[DATASET — start]
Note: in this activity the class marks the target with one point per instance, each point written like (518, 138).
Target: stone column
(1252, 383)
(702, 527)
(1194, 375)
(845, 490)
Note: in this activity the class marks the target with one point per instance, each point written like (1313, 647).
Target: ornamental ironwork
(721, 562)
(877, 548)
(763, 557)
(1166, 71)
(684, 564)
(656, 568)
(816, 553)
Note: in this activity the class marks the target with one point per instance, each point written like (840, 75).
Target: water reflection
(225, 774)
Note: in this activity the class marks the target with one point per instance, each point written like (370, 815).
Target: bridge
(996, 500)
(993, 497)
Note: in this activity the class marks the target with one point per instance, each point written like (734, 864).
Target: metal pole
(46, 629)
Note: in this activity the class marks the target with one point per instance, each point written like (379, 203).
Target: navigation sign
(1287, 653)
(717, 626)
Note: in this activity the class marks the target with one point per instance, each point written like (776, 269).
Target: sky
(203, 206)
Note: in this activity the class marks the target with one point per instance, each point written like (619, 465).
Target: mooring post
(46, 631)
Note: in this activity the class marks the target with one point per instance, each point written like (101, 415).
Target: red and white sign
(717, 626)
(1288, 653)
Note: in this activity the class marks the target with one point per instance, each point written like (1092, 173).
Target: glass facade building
[DATASET — finish]
If a line falls between the first line of the records and the line containing "like (1092, 173).", inclusive, repeat it exactly; leave out all others.

# SOLUTION FOR THIS PROBLEM:
Note: in this activity the class marks the target with one point per instance, each point written like (518, 138).
Target: stone column
(1252, 383)
(702, 527)
(1194, 375)
(845, 490)
Note: in this activity the class marks the target with one point per instance, each point written like (1313, 647).
Target: ornamental ironwork
(721, 562)
(877, 548)
(763, 557)
(1166, 71)
(684, 564)
(656, 568)
(816, 553)
Note: in this activity the class marks the target with one point per instance, each point written like (840, 75).
Target: water reflection
(225, 774)
Note: in this activity the class marks the target with one point per instance, each point written like (370, 815).
Target: bridge
(996, 500)
(993, 497)
Note: in this activity the class marks the target with one point per instance, each point written like (734, 864).
Target: metal pole
(46, 629)
Note: in this activity the class marks the target with one point per instance, each point written like (379, 203).
Target: navigation sign
(1287, 653)
(717, 626)
Note: in this activity the class marks the target with one point per instance, each point written like (776, 269).
Target: sky
(203, 206)
Note: in this activity the class marks the target with one point per instance, each point written like (619, 465).
Target: mooring post
(46, 631)
Note: in this activity the class marks the target with one point per instance, each point written like (101, 415).
Target: red and white sign
(717, 626)
(1288, 653)
Note: in this activity the class marks the target with one point per instance, each point written like (1092, 173).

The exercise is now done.